■ Exercise prompt ■
From the Westminster Best in Show transcript below, list each of the seven group winners, giving the group, the breed, and the number announced for it.

MICHAEL LAFAVE: Ladies and gentlemen, introducing the seven group winners competing for Best in Show at the 142nd Westminster Dog Show.

The winner of the herding group, Border Collie number 18.


The winner of the hound group, Borzoi number 22.


The winner of the working group, Giant Schnauzer number 9.


The winner of the sporting group, Sussex Spaniel number 11.


The winner of the non-sporting group, Bichon Frise number 15.


The winner of the terrier group, Norfolk Terrier number 7.


The winner of the toy group, Pug number 15.


- These seven dogs. And among them-- Betty-Anne Stenmark sizing them up. The border collie has never won Best in Show. Borzoi has never won Best in Show. Same for giant schnauzer and for Norfolk terrier. Could one of them break through? Michael?


MICHAEL LAFAVE: Best in Show this evening will be judged by Mrs. Betty-Anne Stenmark of Woodside, California. Our stewards are Mr. Sean W. McCarthy and Mr. David A. Helming.


BETTY-ANNE STENMARK: Congratulations to you all. Winning the group at Westminster is something very special.

- Michael?

MICHAEL LAFAVE: Originating in Scotland and England, the border collie is the quintessential herding dog. Her skill in working with sheep is without equal, and they are every bit as accomplished in the obedience ring and on the agility course. They have extraordinary work ethic and are best suited for the farmer or suburbs unless dedicated city-dwellers can keep the border collie busy with outdoor activity. This is border collie number 18.


- Slick being handled by Jamie Cloot. Jamie says this dog is very chill.

- Seems pretty chill to me.

BETTY-ANNE STENMARK: And then at what speed you would like going around, please. Yes.


- Slick is national speciality winner. He's the winningest Bordie Collie in history.


BETTY-ANNE STENMARK: And around, please.

- Slick is owned by Ricky Johnson, Frank Bayless, and Ronnie DeLay.


MICHAEL LAFAVE: The borzoi was once known as the Russian wolfhound. This swift and powerful courser was treasured by Russian nobility, who hunted wolf in huge packs of 100 or more borzoi. The breed is still primed to chase anything that moves, but his kind demeanor and great intelligence make him a devoted pet as well. This is borzoi number 22.


BETTY-ANNE STENMARK: OK. Please, down and back at your own pace, and whatever you would like going around.

- OK.

- So one thing for everybody at home-- Best in Show is very unique. They're actually judging the dog against their own standard-- not against each other, but how they best meet their own individual standards.

- And of course, Lucy here is being handled by Valerie Atkinson. And when she retires after this show, she'll go back to Japan.

BETTY-ANNE STENMARK: And around, please.

- And Lucy hoping to become the first borzoi to win Best in Show representing the hound group.

■ Provided records ■
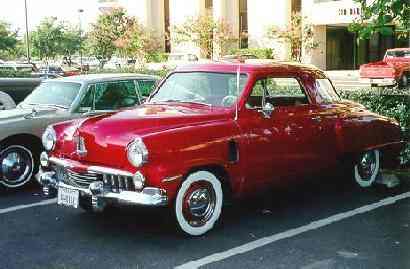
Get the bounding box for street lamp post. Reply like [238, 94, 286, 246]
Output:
[78, 8, 84, 73]
[24, 0, 31, 63]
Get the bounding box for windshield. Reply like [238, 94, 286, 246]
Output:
[386, 50, 410, 58]
[149, 72, 248, 107]
[22, 81, 81, 108]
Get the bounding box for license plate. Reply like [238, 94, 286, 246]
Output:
[57, 187, 79, 208]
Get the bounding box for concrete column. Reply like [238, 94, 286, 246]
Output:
[169, 0, 203, 56]
[248, 0, 291, 60]
[213, 0, 239, 59]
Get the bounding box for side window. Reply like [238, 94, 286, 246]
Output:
[246, 77, 309, 109]
[138, 80, 155, 97]
[95, 80, 139, 110]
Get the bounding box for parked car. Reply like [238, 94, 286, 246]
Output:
[0, 74, 157, 188]
[39, 63, 403, 235]
[360, 48, 410, 88]
[0, 78, 41, 104]
[147, 53, 199, 70]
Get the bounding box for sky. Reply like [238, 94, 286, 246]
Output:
[0, 0, 98, 35]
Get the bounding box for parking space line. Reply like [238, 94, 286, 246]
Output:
[0, 199, 57, 214]
[175, 192, 410, 269]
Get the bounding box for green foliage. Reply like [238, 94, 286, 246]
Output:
[0, 21, 18, 56]
[31, 17, 64, 60]
[341, 91, 410, 164]
[229, 48, 275, 59]
[88, 8, 132, 63]
[349, 0, 410, 39]
[267, 12, 319, 62]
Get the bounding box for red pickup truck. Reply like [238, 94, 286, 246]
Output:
[360, 48, 410, 88]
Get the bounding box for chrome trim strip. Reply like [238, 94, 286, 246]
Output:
[49, 157, 134, 177]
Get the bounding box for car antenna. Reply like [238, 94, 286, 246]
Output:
[235, 63, 241, 121]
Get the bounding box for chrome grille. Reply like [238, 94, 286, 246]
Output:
[65, 169, 101, 188]
[103, 174, 135, 193]
[55, 166, 135, 193]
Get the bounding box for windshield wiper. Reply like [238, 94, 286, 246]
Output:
[147, 99, 212, 106]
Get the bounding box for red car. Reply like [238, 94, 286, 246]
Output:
[40, 63, 403, 235]
[360, 48, 410, 88]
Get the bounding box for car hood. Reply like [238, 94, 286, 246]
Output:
[63, 105, 228, 167]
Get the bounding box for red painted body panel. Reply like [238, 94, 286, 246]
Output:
[360, 48, 410, 80]
[51, 63, 402, 201]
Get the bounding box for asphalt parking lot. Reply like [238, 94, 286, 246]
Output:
[0, 174, 410, 269]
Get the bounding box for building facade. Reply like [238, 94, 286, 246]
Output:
[97, 0, 407, 70]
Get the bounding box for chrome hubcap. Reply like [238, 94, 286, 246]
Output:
[357, 151, 376, 180]
[183, 181, 216, 227]
[0, 147, 33, 186]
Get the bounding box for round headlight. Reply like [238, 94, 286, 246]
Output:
[127, 137, 148, 167]
[41, 127, 57, 151]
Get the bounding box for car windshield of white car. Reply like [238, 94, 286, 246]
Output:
[148, 72, 248, 107]
[22, 81, 81, 108]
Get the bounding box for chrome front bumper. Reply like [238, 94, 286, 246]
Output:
[39, 171, 168, 208]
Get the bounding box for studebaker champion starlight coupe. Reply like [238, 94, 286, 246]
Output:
[0, 74, 158, 188]
[40, 63, 403, 235]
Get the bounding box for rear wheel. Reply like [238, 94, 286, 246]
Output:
[353, 149, 380, 188]
[0, 143, 39, 188]
[175, 171, 223, 236]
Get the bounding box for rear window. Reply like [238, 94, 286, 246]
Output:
[316, 79, 341, 103]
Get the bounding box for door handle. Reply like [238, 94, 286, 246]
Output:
[312, 116, 322, 122]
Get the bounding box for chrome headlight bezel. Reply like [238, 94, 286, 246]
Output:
[41, 126, 57, 151]
[127, 137, 148, 167]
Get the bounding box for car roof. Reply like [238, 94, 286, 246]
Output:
[54, 73, 159, 83]
[175, 61, 326, 77]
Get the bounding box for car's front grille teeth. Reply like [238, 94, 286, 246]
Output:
[103, 174, 135, 193]
[64, 169, 102, 189]
[55, 166, 135, 193]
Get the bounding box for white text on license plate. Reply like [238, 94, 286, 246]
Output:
[57, 187, 79, 208]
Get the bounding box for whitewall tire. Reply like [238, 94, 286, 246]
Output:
[175, 171, 223, 236]
[354, 149, 380, 188]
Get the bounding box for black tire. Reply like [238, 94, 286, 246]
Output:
[174, 171, 224, 236]
[351, 149, 381, 188]
[0, 141, 41, 188]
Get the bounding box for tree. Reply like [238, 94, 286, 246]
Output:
[267, 12, 319, 62]
[31, 17, 64, 60]
[172, 16, 236, 58]
[349, 0, 410, 39]
[114, 17, 162, 61]
[61, 24, 84, 60]
[0, 21, 18, 57]
[88, 8, 134, 65]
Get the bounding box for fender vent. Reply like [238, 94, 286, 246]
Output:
[228, 140, 239, 163]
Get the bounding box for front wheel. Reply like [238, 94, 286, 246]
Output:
[175, 171, 223, 236]
[353, 149, 380, 188]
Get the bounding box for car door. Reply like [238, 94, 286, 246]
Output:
[240, 77, 334, 191]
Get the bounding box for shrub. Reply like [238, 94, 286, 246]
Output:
[341, 91, 410, 166]
[229, 48, 275, 59]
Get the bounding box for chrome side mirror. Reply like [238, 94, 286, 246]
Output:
[258, 103, 275, 118]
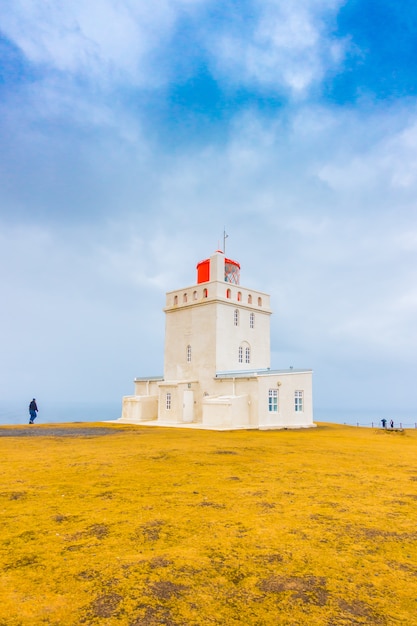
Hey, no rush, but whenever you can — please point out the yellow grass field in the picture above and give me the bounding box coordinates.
[0,424,417,626]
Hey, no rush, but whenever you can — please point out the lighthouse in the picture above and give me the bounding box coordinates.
[119,250,314,430]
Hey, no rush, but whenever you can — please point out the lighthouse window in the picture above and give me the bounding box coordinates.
[294,391,304,413]
[268,389,278,413]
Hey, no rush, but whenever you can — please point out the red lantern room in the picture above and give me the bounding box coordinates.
[197,250,240,285]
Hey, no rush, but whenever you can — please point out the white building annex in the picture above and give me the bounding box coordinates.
[118,250,315,430]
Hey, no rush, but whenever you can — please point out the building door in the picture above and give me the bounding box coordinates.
[182,389,194,423]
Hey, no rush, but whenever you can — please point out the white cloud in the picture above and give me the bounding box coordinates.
[206,0,346,96]
[2,0,205,85]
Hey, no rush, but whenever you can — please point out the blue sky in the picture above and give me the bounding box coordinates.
[0,0,417,419]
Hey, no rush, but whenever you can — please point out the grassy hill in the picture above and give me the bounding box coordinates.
[0,424,417,626]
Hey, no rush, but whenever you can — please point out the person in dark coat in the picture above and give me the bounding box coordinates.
[29,398,38,424]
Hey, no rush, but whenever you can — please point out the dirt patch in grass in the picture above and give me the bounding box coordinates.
[80,593,123,624]
[258,576,328,606]
[147,580,187,600]
[129,605,180,626]
[338,598,386,625]
[136,519,165,541]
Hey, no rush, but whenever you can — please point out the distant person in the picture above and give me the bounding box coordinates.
[29,398,38,424]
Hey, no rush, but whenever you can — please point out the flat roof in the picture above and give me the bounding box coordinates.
[215,367,313,378]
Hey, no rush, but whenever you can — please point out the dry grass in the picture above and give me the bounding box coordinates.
[0,424,417,626]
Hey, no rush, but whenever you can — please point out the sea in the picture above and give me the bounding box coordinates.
[0,399,417,429]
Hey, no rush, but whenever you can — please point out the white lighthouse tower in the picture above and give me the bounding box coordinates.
[120,250,314,430]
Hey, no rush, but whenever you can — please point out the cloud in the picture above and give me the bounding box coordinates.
[206,0,347,97]
[2,0,205,86]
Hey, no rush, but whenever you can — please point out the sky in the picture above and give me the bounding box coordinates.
[0,0,417,422]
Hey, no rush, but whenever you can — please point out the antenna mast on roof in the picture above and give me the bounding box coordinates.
[223,228,229,254]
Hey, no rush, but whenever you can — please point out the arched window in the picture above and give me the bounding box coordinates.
[268,389,278,413]
[294,390,304,413]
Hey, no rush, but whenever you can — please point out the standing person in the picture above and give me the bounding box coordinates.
[29,398,38,424]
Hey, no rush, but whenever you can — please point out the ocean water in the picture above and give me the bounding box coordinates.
[0,398,122,425]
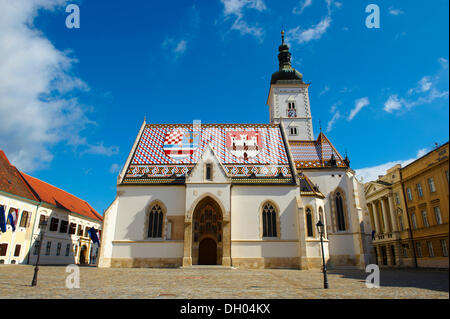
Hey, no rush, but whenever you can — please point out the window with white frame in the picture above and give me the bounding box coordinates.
[422,210,430,227]
[262,203,278,237]
[441,239,448,257]
[289,126,297,135]
[416,243,422,257]
[427,241,434,257]
[406,187,412,200]
[434,206,442,225]
[45,241,52,256]
[416,184,423,197]
[428,177,436,193]
[205,163,212,181]
[395,193,400,205]
[411,213,417,229]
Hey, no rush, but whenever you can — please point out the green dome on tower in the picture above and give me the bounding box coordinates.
[270,31,303,84]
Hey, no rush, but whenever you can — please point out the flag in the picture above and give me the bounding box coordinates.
[8,208,19,231]
[88,227,100,245]
[0,205,6,233]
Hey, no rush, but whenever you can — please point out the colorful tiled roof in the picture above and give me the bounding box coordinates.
[21,173,103,221]
[298,173,325,198]
[0,150,39,201]
[289,132,349,170]
[122,124,293,184]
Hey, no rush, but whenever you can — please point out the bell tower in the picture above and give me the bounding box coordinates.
[267,31,314,141]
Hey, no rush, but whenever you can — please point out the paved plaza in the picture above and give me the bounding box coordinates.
[0,265,449,299]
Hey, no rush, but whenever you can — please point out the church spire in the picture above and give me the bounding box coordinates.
[278,30,292,71]
[270,30,303,84]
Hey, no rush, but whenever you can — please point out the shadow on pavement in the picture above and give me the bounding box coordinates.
[328,268,449,292]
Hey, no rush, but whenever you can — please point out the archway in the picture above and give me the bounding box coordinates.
[80,245,87,265]
[198,237,217,265]
[192,197,223,265]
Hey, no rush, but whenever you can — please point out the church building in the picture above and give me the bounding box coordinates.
[99,33,372,269]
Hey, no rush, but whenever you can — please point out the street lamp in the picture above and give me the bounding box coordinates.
[31,220,47,286]
[316,219,328,289]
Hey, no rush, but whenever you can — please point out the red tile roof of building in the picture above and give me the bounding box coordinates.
[22,172,103,221]
[0,150,39,201]
[289,132,349,170]
[22,172,103,221]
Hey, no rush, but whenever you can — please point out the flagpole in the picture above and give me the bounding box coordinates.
[8,208,20,264]
[8,224,20,264]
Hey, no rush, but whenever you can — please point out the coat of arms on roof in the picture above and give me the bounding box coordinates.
[226,131,262,160]
[164,129,201,160]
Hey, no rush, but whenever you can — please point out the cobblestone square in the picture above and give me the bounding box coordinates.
[0,265,449,299]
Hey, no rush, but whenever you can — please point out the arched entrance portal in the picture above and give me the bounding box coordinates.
[192,197,223,265]
[80,245,87,265]
[198,238,217,265]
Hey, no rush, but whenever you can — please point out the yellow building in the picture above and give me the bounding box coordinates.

■ Result of this task ■
- Herding group: Border Collie, number 18
- Hound group: Borzoi, number 22
- Working group: Giant Schnauzer, number 9
- Sporting group: Sussex Spaniel, number 11
- Non-sporting group: Bichon Frise, number 15
- Terrier group: Norfolk Terrier, number 7
- Toy group: Pug, number 15